In the entries below, find each line with the word "bird" and pull it out.

[Dataset entries]
——————

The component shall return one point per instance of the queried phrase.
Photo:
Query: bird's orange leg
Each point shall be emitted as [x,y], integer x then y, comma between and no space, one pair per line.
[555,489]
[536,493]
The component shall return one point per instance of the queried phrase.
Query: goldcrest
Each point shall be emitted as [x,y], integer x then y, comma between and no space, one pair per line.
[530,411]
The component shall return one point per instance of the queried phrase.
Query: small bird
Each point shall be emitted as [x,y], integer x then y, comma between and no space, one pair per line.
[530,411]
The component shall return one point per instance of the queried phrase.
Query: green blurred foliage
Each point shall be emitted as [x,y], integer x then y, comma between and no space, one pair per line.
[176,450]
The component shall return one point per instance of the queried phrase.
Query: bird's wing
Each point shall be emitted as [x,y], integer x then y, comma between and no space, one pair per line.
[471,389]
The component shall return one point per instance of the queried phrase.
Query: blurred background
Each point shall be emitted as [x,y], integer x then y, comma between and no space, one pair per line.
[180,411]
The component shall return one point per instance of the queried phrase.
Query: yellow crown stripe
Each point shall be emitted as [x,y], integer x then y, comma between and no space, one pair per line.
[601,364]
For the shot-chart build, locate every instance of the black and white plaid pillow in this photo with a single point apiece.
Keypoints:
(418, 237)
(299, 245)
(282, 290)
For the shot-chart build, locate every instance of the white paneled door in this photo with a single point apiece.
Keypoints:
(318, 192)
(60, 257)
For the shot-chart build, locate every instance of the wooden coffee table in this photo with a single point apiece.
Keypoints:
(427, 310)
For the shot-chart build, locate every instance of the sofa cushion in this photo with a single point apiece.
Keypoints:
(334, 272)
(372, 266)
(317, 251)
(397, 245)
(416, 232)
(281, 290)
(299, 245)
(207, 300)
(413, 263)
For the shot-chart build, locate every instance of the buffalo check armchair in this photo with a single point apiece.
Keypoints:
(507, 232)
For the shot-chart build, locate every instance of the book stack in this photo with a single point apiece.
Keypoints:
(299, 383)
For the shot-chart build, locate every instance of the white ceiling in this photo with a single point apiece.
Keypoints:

——————

→ RESULT
Query: bird's orange leg
Query: small bird
Query: bird's wing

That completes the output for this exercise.